= Your instructions =
Select each line in the data below that contains the word "distant", and copy those lines.

= Dataset records =
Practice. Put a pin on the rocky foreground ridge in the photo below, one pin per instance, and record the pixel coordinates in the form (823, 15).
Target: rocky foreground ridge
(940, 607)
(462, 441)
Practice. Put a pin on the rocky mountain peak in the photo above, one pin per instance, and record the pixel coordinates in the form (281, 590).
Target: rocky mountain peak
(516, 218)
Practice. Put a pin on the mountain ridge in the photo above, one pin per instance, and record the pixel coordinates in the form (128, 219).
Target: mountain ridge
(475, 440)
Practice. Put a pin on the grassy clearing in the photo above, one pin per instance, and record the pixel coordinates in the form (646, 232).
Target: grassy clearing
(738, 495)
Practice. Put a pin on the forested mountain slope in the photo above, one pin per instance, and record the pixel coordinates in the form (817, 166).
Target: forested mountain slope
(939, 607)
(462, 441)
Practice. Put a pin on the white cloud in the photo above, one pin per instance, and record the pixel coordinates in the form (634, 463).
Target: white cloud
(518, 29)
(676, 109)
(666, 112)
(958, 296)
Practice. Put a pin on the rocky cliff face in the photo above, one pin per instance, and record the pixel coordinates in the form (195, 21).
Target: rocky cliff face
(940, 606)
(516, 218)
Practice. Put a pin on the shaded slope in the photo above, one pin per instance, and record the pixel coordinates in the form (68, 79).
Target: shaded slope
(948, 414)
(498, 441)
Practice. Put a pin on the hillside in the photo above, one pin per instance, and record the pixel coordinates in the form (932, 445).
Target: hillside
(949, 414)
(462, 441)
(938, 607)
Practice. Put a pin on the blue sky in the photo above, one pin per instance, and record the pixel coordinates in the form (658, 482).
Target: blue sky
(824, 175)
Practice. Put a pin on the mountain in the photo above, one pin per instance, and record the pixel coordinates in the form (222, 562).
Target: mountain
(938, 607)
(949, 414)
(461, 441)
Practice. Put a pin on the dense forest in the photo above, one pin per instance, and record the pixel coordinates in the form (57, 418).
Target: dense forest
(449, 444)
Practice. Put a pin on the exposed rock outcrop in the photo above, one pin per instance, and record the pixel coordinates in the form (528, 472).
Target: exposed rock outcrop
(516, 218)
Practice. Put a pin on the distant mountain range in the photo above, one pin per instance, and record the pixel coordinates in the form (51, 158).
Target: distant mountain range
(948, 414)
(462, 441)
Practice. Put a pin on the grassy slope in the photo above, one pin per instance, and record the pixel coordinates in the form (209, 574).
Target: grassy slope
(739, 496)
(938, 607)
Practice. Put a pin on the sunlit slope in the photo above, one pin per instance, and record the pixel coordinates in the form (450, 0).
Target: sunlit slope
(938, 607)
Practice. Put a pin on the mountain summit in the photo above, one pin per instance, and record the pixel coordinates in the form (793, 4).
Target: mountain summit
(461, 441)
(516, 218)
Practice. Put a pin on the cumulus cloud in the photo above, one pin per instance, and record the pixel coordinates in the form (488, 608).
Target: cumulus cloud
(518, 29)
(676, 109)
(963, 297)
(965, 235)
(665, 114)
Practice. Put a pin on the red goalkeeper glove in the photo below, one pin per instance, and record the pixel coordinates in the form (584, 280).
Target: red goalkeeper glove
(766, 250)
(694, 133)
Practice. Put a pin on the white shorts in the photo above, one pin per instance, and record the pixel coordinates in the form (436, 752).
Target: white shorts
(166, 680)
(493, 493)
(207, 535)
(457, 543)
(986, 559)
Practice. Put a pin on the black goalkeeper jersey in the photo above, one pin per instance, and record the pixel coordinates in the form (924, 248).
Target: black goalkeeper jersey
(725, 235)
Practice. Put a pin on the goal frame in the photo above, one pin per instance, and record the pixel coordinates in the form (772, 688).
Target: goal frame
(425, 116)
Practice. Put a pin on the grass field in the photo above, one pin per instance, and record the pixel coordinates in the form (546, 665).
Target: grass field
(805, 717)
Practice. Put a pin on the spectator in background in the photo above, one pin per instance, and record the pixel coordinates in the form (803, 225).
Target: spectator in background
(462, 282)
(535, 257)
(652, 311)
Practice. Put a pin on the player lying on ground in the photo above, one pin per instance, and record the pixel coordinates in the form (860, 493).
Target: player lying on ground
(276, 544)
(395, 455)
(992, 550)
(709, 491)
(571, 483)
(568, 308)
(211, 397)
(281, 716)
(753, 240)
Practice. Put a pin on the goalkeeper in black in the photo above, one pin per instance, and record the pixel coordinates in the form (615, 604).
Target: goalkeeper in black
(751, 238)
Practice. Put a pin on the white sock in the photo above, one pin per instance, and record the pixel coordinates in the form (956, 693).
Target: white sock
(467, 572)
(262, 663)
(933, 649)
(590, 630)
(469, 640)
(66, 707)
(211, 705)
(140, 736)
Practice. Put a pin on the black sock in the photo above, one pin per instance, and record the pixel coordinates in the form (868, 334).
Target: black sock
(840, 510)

---

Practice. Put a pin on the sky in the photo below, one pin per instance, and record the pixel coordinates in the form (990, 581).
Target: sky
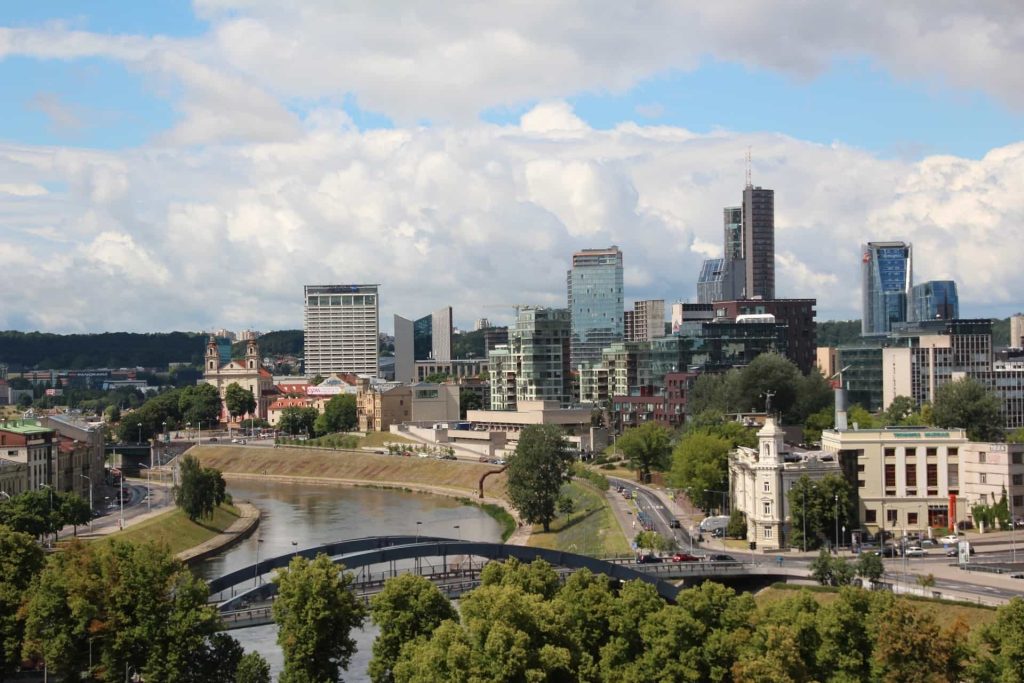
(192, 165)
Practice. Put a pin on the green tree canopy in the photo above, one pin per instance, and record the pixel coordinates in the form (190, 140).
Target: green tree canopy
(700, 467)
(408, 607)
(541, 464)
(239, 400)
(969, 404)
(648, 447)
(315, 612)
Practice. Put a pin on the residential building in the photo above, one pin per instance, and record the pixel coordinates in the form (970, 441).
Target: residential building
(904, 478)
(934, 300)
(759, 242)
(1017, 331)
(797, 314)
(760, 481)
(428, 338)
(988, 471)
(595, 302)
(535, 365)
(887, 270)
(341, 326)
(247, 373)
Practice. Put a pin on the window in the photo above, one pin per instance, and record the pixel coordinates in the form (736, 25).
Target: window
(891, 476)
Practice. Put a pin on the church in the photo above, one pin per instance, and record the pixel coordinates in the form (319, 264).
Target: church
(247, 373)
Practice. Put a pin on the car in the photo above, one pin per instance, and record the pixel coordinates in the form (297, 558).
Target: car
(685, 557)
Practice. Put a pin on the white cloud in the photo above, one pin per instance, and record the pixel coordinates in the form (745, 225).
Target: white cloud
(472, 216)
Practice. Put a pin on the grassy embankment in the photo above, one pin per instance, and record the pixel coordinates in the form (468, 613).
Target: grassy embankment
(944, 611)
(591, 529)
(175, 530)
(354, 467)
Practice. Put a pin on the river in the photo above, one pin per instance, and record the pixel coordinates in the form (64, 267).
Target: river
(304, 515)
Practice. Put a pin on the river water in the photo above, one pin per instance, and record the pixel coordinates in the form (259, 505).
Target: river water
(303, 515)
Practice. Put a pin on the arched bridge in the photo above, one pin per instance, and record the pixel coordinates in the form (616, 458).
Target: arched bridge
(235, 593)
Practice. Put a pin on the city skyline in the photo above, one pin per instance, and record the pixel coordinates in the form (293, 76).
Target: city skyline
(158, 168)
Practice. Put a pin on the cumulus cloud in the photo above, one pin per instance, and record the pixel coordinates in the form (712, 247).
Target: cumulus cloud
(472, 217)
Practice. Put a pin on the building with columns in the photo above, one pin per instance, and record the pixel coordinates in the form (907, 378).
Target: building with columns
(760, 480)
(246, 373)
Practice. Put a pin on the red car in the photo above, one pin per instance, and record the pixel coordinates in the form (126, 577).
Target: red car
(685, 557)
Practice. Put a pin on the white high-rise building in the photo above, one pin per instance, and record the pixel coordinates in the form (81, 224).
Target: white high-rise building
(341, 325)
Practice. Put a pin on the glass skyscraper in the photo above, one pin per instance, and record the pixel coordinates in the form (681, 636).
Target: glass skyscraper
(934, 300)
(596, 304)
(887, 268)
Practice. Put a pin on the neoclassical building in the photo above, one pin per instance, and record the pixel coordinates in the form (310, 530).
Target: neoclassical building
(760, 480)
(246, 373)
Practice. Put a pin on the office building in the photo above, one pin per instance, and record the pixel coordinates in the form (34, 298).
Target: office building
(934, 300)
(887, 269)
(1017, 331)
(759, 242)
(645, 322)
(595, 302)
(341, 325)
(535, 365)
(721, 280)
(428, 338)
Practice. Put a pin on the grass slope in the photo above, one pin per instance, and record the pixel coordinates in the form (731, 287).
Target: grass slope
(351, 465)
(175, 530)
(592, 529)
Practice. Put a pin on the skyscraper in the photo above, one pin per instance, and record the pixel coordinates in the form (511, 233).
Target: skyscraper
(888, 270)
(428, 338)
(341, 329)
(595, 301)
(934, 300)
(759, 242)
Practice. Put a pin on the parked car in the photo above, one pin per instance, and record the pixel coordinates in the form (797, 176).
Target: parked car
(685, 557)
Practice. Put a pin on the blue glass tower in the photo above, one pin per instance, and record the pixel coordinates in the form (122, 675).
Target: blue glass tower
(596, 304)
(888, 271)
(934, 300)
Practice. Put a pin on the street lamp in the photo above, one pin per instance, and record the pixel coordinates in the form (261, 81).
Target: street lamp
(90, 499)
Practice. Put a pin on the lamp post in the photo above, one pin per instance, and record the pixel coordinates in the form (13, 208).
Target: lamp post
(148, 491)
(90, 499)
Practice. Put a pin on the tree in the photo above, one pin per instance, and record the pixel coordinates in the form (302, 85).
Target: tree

= Answer =
Practice. Put a pin on the distant mountain range in the photo above, one pin per instance, and record the pixel coordinates in the form (51, 158).
Target: distant mountain range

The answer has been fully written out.